Task prompt.
Without skipping anything, write out each record below exactly.

Records.
++++++

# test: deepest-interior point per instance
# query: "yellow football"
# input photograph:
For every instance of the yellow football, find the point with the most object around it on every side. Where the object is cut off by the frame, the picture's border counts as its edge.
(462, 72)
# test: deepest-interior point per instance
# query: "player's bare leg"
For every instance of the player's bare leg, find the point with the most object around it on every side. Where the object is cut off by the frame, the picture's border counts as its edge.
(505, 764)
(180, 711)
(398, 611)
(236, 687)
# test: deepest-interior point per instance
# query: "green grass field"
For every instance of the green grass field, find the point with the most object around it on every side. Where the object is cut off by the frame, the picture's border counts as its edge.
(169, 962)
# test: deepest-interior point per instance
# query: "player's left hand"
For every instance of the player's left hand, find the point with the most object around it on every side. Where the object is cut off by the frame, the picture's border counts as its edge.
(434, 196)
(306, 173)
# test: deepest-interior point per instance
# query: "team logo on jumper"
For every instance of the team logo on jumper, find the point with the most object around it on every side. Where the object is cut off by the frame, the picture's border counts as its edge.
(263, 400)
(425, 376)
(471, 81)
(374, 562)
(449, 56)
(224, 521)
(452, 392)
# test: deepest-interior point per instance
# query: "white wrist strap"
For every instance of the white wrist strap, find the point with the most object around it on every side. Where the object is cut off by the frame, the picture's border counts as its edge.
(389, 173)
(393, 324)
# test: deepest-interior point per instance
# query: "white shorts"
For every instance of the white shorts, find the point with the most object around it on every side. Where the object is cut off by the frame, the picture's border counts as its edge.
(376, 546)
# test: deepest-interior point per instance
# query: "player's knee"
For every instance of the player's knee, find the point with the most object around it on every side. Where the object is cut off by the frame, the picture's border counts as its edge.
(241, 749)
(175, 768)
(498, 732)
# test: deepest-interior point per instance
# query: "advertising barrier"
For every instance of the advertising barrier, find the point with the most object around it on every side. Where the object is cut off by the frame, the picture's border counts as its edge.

++++++

Solution to this problem.
# test: deepest-interior point per instance
# query: "yellow football"
# input photograph:
For every instance of the yellow football, find the point with the most object around it on every side. Where the object is cut off by the frame, the picture's border counts as its edge.
(462, 72)
# test: deepest-interior point per instance
# query: "player's bare leg"
For every instance of the player's bare leg, find the point with the most object around it on every side. Where the object is cut off by the frame, the picture's border counts as its edge.
(505, 764)
(180, 711)
(398, 611)
(236, 687)
# test: deepest-interior point per instance
# query: "green grass field"
For every instance of the green grass field, find the point with the most object around it on every side. Where the object is cut off by the frame, the picture's border counts as its edge.
(169, 962)
# test: deepest-interior point per instance
# query: "player's left hand"
For every instance of the player's left hand, find the point with the most object around it on every side. Where the object is cut off by the frame, the picture's border counts as its edge.
(434, 196)
(306, 173)
# test: deepest-interior point per instance
# query: "team logo on jumper"
For every instance of the team logo on jumper, find the point with the most object around it on every side. Where the object is cut off by the frame, the picture's border counts as its edge.
(263, 400)
(425, 376)
(471, 81)
(374, 562)
(449, 56)
(224, 521)
(452, 392)
# test: deepest-interior point per instance
# query: "white wrist strap"
For every instance of the white wrist strap, find the point with the most object around it on every side. Where the object is cut off by the frame, the picture's border counts as its edge.
(389, 173)
(393, 324)
# test: deepest-interior point per instance
# query: "white shorts"
For every instance of the white shorts, find the point with the most object around it on every side. Where the object is cut off by the frame, the picture's border counts as its edge.
(376, 546)
# test: deepest-interior point per instance
# query: "player's knee"
For every instance of the player's knee, find the point with the most object around it on every side. Where the object is cut off by the frame, the picture's border counts as its edge.
(241, 749)
(175, 768)
(498, 732)
# test: deepest-interior point per instance
# query: "advertising barrier"
For every instance of the advertising barrier, find the point with the most object around it on every side. Where the object is cut off by the frame, the picture's border counts as its edge.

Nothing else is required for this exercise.